Задание: Подхватите текст о языке прозы Личутина и продолжите его сразу после последнего приведенного предложения.

Исходный документ:

/---

Именно в языковой ситуации обеднения, опреснения языка, когда матюки вытесняют народное слово, возрастает, считает Личутин, ответственность писателя за его сохранение — хотя бы консервацию. Отношение Личутина к языку — преимущественно словарное, что тут же уловила его оппонент по «Литературной учебе» Г. Белая: «Астафьевские повести и роман „Тихий Дон“ близки нам не только и не столько своим „словарем“ (сколько макулатуры мы читаем с тем же словарем), сколько стилевой организацией словесного высказывания…».[27]
Отмахнуться от поднятой Личутиным проблемы легко, полезнее его понять — не через теоретические высказывания, а через его собственную художественную практику. Личутин пытается не только сохранить диалектное слово, но и передать расслоенность современного языка, социальную разноголосицу. Для него, к примеру, важно не просто ввести в текст слово «вередить», но и показать остронеприязненную реакцию на это слово со стороны другого языка, обладающего иным социальным кругозором и словесно-идеологическим оформлением. Личутин выстраивает в своей прозе иерархию социальных языков, над которыми возвышается авторский язык, в качестве «красочки» постоянно использующий характерные слова-диалектизмы, просторечия, вульгаризмы и т. п. Основу же авторского повествования составляет книжная лексика, организованная сложноподчиненными, разветвленными фразами, синтаксически крайне замысловатыми: «Вроде бы это, слегка сумеречное, затененное пространство, чудившееся когда-то звучно и пугливо огромным, куда и лошадь-то с возом сена свободно въезжала, за эти годы сузилось; видно, изба, как и любой человек, тоже съеживалась от старости, опадала, хилилась в связях, костенела в суставах, и если бы сохранить ее в спокое еще на столетие, то стены бы, наверное, сомкнулись сквозными пазами, потолок бы слился с полом, а сама бы изба превратилась в огромную надмогильную плиту над всем тем, что когда-то весело рождалось и жило в ней, а после ушло в землю».
Каковы же социальные языки, разноголосицу которых передает Личутин?

\---

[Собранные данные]

/---

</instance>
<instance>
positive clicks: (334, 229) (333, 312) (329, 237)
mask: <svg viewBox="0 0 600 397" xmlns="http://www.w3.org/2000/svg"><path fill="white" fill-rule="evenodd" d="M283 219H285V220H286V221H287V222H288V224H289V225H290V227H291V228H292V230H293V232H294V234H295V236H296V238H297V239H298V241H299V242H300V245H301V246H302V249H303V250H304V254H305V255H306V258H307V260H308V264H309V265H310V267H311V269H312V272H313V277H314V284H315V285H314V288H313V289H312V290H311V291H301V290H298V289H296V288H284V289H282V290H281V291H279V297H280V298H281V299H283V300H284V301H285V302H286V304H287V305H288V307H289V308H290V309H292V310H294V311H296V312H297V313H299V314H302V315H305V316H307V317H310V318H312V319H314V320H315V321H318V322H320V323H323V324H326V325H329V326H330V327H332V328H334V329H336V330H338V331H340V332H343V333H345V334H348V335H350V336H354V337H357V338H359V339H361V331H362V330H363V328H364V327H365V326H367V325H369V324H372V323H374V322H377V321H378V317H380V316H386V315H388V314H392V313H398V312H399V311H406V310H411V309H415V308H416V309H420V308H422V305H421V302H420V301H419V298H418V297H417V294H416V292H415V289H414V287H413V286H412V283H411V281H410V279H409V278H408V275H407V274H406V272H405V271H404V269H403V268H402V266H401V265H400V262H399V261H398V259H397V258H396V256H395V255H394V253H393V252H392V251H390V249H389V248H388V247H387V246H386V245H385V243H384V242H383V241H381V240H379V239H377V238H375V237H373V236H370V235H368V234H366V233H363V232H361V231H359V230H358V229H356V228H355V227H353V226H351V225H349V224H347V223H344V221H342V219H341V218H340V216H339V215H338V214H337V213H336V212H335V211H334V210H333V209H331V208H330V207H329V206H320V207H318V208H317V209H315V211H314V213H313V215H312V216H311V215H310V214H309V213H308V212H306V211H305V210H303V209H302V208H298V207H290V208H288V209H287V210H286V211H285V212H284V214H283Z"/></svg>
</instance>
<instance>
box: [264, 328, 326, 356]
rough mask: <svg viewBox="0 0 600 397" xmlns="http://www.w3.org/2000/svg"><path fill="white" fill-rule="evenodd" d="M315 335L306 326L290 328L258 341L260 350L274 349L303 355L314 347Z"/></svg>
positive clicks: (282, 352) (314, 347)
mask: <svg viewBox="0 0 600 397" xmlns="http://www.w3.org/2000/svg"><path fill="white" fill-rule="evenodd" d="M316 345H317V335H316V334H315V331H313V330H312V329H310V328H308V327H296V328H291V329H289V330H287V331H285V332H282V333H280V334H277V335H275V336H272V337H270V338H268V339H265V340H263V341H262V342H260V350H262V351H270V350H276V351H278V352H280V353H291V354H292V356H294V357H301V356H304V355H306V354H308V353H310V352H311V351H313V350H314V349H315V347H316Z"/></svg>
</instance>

\---

Результат задания:
В прямой речи героев повести «Последний колдун» их два: язык северной поморской деревни, чистый и образный, — и жаргон поселка городского типа. Жаргонизмы городской речи резко противопоставлены в словесной композиции повести плавной и метафорической народной речи (как «вередить» — матюкам пятилетней внучки Феофана Солнцева). Особенно насыщена и экспрессивно окрашена, естественно, прямая речь героев. Народную речь автор передает с бережностью и несомненным любованием: «А ну, соколик, пить — не долги отдавать», «Осподи, сидят как замороженные. Перья-то, перья оправьте. Проводим короля и королевишну до пуховой перинки. Не кладите камень в изголовье», «Баба-то пьяна, дак у нее и задница не своя», «Без мужа жить, как без соли есть, а с мужем жить, как с перцем есть»… Все эти примеры взяты с первых полутора страниц текста. Рядом с такой прямой речью — на тех же полутора страницах — еще две ярких частушки и народная песня. От этой сверхнасыщенности — как образной, так и лексической (диалектной) — возникает то ощущение «эссенциозности», о котором писал Достоевский.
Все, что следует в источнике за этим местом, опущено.